● Task inputs
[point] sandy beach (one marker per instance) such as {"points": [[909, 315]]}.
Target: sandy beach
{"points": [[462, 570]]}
==
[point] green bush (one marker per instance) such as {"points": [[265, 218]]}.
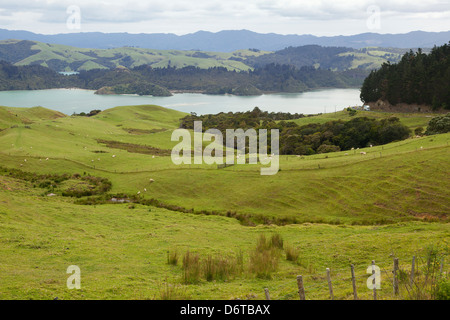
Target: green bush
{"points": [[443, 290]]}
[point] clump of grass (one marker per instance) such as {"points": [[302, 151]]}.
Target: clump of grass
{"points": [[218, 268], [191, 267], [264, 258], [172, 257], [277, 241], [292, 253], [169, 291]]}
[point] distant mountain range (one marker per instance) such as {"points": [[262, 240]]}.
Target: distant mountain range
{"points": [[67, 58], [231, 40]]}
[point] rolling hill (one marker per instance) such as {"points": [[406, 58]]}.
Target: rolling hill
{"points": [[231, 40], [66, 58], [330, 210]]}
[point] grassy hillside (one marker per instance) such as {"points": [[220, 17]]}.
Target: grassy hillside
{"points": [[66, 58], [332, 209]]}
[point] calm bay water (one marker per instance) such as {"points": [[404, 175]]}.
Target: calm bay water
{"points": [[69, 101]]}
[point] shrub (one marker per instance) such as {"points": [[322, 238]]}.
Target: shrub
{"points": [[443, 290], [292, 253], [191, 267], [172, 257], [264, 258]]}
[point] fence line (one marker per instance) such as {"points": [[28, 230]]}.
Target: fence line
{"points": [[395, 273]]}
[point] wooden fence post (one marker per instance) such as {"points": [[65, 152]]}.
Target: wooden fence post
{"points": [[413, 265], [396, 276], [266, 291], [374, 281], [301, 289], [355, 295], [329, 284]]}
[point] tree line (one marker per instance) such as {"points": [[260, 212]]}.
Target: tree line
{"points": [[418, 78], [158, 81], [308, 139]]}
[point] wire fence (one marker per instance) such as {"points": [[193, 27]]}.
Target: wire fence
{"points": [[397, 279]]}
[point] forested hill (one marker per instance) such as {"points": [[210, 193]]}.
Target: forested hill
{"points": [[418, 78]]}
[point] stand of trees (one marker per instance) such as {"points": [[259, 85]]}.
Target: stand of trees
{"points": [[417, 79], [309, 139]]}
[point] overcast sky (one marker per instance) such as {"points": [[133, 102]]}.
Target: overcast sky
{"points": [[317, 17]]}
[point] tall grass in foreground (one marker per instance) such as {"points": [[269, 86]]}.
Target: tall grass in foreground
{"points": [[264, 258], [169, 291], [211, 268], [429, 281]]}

● Goal
Collect each line of the data above that contains the string "distant". Case counts.

● Final answer
[point] distant mountain range (one marker per instance) such as {"points": [[262, 240]]}.
Target: distant mountain range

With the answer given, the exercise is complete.